• **SET TASK**:
Copy out, word for word, the stretch of rows from the line containing "Which element on screen is the green" through the end of the rows below, and give nothing else.

• **DATA SUPPLIED**:
'''

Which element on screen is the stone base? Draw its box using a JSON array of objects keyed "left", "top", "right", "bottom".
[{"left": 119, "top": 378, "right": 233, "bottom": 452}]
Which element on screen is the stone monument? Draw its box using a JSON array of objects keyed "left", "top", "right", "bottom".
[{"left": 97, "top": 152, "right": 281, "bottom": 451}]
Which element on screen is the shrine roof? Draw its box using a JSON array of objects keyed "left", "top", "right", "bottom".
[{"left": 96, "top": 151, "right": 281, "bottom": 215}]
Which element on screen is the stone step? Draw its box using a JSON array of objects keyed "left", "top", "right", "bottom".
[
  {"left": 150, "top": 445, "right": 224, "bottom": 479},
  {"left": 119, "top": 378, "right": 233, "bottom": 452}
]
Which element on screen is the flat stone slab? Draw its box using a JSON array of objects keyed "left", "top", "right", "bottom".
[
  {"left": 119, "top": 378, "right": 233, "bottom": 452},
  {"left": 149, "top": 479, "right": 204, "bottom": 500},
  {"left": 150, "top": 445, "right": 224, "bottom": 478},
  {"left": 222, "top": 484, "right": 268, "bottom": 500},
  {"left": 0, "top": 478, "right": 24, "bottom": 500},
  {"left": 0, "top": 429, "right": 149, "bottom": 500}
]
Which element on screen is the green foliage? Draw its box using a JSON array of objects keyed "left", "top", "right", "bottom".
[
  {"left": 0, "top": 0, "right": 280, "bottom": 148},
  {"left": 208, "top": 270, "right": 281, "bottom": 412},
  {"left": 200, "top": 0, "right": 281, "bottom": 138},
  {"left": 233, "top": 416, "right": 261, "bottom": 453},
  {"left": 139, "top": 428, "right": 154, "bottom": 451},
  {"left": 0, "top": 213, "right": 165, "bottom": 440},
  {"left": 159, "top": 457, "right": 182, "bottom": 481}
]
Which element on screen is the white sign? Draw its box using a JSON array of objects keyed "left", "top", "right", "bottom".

'''

• **COMPLETE OUTPUT**:
Which element on screen is the green foliage? Draw its box using a JSON array of objects keyed "left", "top", "right", "bottom".
[
  {"left": 0, "top": 0, "right": 280, "bottom": 148},
  {"left": 208, "top": 270, "right": 281, "bottom": 412},
  {"left": 200, "top": 0, "right": 281, "bottom": 138},
  {"left": 233, "top": 416, "right": 261, "bottom": 453},
  {"left": 139, "top": 428, "right": 154, "bottom": 451},
  {"left": 0, "top": 213, "right": 165, "bottom": 440},
  {"left": 159, "top": 457, "right": 182, "bottom": 481}
]
Which element on screen is the white sign? Draw its box using a JSON array of objects keyed "left", "top", "right", "bottom".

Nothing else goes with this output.